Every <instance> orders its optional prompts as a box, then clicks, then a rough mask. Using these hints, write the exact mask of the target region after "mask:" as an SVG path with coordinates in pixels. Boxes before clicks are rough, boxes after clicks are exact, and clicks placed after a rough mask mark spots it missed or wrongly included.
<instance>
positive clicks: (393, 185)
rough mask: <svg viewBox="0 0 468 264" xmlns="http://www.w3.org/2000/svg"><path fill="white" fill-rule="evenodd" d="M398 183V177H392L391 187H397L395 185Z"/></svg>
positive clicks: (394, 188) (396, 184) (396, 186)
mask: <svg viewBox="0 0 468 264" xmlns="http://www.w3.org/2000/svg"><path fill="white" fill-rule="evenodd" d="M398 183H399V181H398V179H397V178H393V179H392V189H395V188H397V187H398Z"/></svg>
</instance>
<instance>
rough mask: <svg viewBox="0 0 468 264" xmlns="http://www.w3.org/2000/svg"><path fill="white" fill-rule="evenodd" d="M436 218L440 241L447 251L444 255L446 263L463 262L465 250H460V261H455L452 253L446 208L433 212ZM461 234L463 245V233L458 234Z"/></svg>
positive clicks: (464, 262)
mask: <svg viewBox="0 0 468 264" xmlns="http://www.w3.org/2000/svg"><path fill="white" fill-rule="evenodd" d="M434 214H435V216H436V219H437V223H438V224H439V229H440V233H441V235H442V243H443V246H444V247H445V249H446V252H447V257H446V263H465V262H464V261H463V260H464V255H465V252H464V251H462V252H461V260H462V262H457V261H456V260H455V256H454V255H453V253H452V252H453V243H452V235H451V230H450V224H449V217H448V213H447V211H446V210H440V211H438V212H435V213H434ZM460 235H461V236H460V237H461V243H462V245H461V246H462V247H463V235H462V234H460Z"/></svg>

# What you will do:
If a line in the records contains the string "instance", copy it out.

# Exercise solution:
Every <instance> orders its optional prompts as a box, then clicks, then a rough mask. Using these hints, write the exact mask of the target region after "mask:" as an SVG path with coordinates in pixels. Boxes before clicks are rough, boxes after clicks are exact, and clicks placed after a rough mask mark spots it missed or wrongly included.
<instance>
</instance>
<instance>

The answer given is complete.